- PROMPT 1:
Translate this sentence from the Alpine goat color thread into Spanish: "This color change is fairly common in Alpines, same as in Appaloosa horses."
- PROMPT 2:
In the Alpine goat color thread, what color was the buckling at birth?
- PROMPT 3:
Resume the Alpine goat color thread at the point where it stops.

- QUOTED TEXT:
╭──
# crazy alpine color help!



## Dreamchaser (Oct 30, 2008)

I need help discribing this young bucklings color. He was born white with a black dosal stripe, and dark grey legs. But he is changing color! He is getting more brown/tan instead of white, and I don't know where it will stop. So I haven't registered him yet.

What is this goat's color? I'm about to call him chameleon for his color discription!










This is what he looked like, but now he is more tan. It is not rutt that is changing his color. I will have to get a new photo to show you. It is really weird!


----------



## Breezy-Trail (Sep 16, 2011)

Is he in rutt? Most bucks and bucklings while in rutt turn a tan/brown color. It is kinda like a stain and doesn't wash out to easy I find out. During the summer they seem as white as ever.


----------



## RMADairyGoats (Jun 20, 2011)

Do you have a picture?


----------



## Dreamchaser (Oct 30, 2008)

I took this photo after I started noticing the color changing (a few months back). He is getting the more tan/brown mocha-looking color all over that is on his back in this photo. Under his hair is darker. His sister is a broken chamoise and is changing color too. Her white belly band is turning grey!


----------



## RMADairyGoats (Jun 20, 2011)

He looks like a cou blanc to me or a chamoisee. But what do I know  Is his sister colored anything like this?


----------



## Dreamchaser (Oct 30, 2008)

Yes, his sister is similar, but not. She is more brown, but if I were to shave her, she would probably be black under the hair. She's really weird-looking too! I am thinking he will be a two-toned chamoise. His mom's paperwork says white with broken dorsal stripes. I think she must have been born white as well, because she looks like him, but with brown now. I have some other photos of the mom when she was younger, and she has definately gotten darker. Chameleon goats, I'm telling ya!


----------



## Dreamchaser (Oct 30, 2008)

Here was the mom a few years ago, and then her now.


----------



## PznIvyFarm (Jul 25, 2010)

I am no help on the color descriptions (had to get help when i registered my own) but your goats momma is VERY pretty.


----------



## goathiker (Apr 14, 2011)

Mom is a broken Cou Clair and should have been registered as such as she looks like she always had the black rump.
The boy is Chamiose (spelling for male)
A two toned Chamoise has light forequarters and gray or brown rump.
The girl is fine with broken chamoisee as the second color doesn't have to be white just a different color.

This color change is fairly common in Alpines, same as in Appaloosa horses. 
Once you've raised a few from your bloodlines, you'll know what color they will turn out.


----------



## JessaLynn (Aug 30, 2009)

Yep I agree with goathiker.I was gonna say chamiose.We had 2 born this year that was the same as yours


----------



## StaceyRosado (Oct 5, 2007)

your boy is cou clair just like his mom 

I had a doeling born who is cou clair but its taken months for the color pattern to show up. Darker hind quarters and lighter front with a dorsal stripe and facial markings.


----------



## JackMilliken (Jul 29, 2011)
╰──
- MATERIAL:
╭──
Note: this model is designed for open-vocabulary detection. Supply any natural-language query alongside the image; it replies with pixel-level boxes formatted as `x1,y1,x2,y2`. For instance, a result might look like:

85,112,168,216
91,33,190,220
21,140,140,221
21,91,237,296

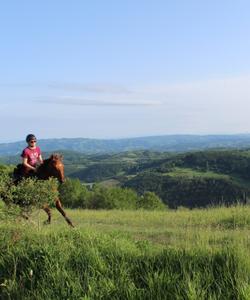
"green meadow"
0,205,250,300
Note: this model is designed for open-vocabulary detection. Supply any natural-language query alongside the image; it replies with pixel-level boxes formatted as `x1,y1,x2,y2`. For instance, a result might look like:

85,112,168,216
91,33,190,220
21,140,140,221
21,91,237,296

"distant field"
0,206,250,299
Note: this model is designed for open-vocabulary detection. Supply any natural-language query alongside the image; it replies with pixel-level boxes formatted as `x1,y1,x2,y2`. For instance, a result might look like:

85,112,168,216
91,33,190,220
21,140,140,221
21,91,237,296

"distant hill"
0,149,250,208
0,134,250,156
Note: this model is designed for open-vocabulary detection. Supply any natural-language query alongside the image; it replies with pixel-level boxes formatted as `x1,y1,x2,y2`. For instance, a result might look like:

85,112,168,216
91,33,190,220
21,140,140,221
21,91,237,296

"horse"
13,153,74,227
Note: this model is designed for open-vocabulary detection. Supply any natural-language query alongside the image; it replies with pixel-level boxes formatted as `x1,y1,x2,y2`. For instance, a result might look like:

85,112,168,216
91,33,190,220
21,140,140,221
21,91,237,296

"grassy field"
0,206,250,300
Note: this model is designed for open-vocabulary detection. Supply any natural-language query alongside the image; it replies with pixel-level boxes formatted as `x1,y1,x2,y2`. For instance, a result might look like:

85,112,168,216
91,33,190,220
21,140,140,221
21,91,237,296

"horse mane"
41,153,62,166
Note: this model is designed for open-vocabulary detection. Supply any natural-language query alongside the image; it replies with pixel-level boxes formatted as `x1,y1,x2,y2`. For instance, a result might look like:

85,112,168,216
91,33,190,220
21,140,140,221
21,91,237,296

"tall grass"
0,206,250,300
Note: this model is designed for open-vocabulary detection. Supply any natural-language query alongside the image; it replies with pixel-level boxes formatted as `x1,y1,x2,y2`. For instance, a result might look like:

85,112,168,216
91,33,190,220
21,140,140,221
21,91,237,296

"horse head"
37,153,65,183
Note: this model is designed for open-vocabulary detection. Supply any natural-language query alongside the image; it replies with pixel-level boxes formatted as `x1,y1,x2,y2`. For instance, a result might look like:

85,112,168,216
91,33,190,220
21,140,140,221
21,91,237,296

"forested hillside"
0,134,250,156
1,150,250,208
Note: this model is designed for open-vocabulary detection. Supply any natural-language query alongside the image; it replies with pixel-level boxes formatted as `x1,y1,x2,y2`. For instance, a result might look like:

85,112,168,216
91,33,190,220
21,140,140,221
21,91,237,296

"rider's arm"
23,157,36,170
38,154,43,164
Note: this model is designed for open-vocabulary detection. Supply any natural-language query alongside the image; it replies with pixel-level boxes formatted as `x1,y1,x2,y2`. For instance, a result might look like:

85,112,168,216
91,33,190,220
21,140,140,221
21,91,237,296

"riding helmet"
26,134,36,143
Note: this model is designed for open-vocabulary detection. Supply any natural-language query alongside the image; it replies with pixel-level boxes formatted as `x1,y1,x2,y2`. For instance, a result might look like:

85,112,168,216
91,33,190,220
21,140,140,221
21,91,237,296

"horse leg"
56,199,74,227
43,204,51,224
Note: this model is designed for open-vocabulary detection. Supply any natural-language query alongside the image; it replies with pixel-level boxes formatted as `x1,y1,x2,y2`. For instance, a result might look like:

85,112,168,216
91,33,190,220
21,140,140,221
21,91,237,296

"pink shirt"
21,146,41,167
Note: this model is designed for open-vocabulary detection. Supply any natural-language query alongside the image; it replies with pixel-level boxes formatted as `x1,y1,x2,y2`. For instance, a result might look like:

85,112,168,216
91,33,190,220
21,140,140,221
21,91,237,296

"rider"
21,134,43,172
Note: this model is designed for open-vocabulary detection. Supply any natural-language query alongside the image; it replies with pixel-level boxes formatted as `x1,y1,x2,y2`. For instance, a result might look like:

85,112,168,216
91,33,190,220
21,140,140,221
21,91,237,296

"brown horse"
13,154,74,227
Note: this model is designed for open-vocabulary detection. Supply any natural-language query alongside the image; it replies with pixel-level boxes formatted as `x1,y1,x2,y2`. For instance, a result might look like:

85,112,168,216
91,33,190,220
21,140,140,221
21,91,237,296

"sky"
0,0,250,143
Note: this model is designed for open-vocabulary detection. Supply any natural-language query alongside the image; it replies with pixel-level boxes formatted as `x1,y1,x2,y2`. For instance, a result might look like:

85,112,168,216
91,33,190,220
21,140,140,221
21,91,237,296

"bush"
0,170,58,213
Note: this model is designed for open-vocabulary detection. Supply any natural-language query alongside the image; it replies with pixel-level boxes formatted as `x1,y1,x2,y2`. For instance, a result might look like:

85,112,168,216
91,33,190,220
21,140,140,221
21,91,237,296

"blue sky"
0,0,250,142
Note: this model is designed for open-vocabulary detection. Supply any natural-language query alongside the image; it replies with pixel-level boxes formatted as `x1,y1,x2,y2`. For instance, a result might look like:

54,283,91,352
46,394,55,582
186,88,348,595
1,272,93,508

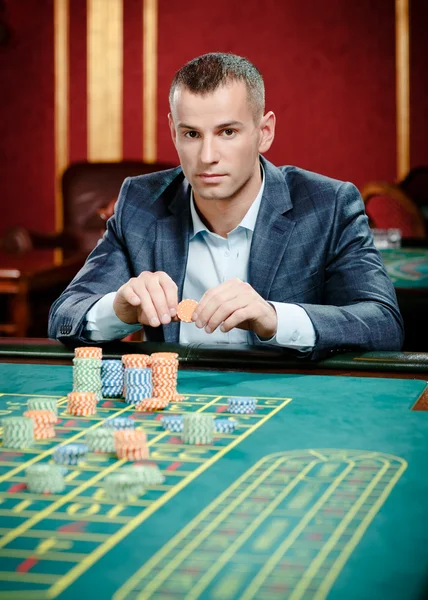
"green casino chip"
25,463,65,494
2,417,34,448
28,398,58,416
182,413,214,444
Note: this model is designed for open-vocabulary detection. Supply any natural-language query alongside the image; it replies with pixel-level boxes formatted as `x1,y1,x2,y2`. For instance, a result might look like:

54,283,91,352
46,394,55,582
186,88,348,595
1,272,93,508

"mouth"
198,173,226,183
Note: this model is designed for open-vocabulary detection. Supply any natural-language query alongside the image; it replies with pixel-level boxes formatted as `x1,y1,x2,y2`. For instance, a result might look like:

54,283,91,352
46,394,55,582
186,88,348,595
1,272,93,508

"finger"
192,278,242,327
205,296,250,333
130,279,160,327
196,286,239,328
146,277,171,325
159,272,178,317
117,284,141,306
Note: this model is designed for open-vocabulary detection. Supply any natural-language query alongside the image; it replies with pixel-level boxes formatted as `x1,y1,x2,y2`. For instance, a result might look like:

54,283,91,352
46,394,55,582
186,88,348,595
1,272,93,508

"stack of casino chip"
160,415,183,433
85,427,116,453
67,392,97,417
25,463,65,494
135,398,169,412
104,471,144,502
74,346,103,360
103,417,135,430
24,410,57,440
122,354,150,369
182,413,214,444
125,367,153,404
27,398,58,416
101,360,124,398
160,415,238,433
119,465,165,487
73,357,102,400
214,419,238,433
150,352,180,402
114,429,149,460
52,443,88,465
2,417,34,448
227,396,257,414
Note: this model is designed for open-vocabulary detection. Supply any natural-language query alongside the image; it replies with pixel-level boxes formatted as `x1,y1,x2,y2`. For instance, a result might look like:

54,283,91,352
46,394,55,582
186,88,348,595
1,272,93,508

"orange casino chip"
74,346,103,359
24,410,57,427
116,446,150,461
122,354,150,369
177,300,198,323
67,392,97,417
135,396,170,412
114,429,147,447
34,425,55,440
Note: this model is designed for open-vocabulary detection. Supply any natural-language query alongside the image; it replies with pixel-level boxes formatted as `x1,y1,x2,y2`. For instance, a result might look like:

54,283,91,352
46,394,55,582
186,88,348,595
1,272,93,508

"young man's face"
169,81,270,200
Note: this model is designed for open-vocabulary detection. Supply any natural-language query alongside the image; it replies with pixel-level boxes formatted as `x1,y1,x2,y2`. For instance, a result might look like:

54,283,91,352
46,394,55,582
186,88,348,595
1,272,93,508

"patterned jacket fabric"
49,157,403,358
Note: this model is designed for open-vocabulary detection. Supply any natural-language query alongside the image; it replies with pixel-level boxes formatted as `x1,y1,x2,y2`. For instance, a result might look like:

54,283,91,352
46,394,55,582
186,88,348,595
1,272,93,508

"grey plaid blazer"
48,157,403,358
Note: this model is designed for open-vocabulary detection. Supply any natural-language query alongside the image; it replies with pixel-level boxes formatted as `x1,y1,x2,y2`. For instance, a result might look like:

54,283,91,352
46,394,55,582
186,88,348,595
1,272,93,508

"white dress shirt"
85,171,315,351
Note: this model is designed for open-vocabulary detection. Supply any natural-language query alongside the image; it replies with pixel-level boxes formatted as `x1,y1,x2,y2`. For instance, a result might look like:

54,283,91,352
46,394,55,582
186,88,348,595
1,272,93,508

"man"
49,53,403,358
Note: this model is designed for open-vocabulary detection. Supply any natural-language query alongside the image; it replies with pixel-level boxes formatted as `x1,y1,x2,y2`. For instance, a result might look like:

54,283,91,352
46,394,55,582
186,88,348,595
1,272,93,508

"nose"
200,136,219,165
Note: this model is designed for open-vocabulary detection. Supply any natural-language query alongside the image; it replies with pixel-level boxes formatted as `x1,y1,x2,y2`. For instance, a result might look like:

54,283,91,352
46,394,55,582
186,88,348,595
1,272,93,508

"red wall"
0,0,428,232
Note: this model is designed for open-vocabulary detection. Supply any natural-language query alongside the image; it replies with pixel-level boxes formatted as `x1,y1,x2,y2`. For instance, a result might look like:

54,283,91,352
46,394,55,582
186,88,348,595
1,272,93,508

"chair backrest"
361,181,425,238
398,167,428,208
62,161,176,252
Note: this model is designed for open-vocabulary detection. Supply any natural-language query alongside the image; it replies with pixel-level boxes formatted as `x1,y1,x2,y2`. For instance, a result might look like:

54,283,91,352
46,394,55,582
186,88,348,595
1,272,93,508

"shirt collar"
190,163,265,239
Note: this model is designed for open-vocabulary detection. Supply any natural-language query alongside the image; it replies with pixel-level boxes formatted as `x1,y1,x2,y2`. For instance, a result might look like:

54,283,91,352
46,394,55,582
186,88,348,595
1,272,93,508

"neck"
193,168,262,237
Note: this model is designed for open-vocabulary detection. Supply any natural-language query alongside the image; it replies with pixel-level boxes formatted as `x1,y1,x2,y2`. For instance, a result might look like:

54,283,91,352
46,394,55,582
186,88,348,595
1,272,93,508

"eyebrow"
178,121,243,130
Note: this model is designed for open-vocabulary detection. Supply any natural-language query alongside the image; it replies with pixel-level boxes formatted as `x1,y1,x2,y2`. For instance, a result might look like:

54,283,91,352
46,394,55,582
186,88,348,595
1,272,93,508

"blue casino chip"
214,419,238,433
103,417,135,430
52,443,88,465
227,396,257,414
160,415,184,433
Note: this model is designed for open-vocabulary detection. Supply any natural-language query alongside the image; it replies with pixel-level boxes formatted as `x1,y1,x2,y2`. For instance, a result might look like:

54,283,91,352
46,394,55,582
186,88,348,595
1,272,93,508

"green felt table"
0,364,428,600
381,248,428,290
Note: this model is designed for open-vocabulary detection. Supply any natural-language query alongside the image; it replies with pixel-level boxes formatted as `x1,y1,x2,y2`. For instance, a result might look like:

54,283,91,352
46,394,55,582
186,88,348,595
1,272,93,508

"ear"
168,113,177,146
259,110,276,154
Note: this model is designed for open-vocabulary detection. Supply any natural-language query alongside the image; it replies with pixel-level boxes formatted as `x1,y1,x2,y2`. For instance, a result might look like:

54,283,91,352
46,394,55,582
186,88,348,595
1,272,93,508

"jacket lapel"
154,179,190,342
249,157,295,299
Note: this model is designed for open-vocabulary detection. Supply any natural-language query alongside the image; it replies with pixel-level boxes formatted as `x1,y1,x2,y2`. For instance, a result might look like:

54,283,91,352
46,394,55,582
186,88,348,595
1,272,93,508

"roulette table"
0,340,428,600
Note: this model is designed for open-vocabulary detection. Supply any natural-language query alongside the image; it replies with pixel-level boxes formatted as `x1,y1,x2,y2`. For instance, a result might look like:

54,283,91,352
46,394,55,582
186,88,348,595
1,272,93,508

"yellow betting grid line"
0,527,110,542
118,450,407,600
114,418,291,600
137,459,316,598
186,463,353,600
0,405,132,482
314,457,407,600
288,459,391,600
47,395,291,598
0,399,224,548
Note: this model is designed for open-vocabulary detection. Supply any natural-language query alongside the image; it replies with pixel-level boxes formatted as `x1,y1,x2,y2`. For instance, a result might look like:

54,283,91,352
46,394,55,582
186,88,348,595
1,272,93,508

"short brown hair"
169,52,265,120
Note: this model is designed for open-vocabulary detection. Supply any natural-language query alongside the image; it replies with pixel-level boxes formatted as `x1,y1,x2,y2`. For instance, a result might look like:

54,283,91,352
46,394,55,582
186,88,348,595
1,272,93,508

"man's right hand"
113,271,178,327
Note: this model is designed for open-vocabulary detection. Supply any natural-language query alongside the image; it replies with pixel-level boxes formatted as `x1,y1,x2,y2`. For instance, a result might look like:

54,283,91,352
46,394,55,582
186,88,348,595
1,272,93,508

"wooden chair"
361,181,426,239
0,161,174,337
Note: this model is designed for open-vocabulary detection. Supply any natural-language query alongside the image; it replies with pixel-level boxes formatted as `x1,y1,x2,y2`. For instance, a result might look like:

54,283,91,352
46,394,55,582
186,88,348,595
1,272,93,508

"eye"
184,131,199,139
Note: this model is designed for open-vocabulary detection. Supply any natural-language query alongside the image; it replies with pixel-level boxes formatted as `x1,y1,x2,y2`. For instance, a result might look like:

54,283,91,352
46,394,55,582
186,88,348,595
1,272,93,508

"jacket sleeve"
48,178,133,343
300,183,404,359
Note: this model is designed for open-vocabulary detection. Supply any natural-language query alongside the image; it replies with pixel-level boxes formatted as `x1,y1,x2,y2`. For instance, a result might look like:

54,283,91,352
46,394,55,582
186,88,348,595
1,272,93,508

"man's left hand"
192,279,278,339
╰──
- OUTPUT 1:
Este cambio de color es bastante común en las cabras alpinas, al igual que en los caballos Appaloosa.

- OUTPUT 2:
White with a black dorsal stripe and dark grey legs.

- OUTPUT 3:
I agree with Stacey it is Cou Clair. I have had the same thing happen with pretty much all of my goat kids, here are some pics for example.


----------



## JackMilliken (Jul 29, 2011)

Daisy in my pictures is Cou Blanc and Cocoa is Cou Clair.


----------



## goathiker (Apr 14, 2011)

Umm, Cou Clair is black rump...not darker Black


----------



## DavyHollow (Jul 14, 2011)

I agree with goathiker. Cou clair's have a more distinct color split. Chamoisees have distinctive dorsal stripes and leg markings. Cou clair/blanc is reserved for animals with black hindquarters. otherwise its a chamoisee or one of the other broken/two-toned/pied/sungau options. My best description matches goathiker, though I would have called mom a broken chamoisee, because the colors are distinctive and don't blend to each other like cous do.
Thats just my opinion of course


----------



## Dotty246 (Sep 26, 2011)

We have had several kids this color! They just seem to keep poping up in our lines :scratch: . It is a two-tone chamoise. Here is the definition of the color: "light front quarters with brown or gray hindquarters. This is not a cou blanc or cou clair as these terms are reserved for animals with black hindquarters. "
Happy Holidays!


----------



## JackMilliken (Jul 29, 2011)

Oh, okay.


----------



## Dreamchaser (Oct 30, 2008)

After much research and talking to fellow alpine breeders I am going to go with two-toned chamoise. He is white with black/grey legs and dorsal stripe and looks like his back end will eventually be brown.


----------



## Dreamchaser (Oct 30, 2008)

Here are some other two-toned Chamoisee (i guess has an extra "e"?)

http://www.jamul4h.org/DairyGoatProject.html (all the way at the bottom)

http://deerpathgoats.com/for sale.htm (at the top)

There were other ones, but now I can't find them!


----------



## peggy (Aug 11, 2010)

Looks about right to me. Either way he is a handsome dude.


----------



## JackMilliken (Jul 29, 2011)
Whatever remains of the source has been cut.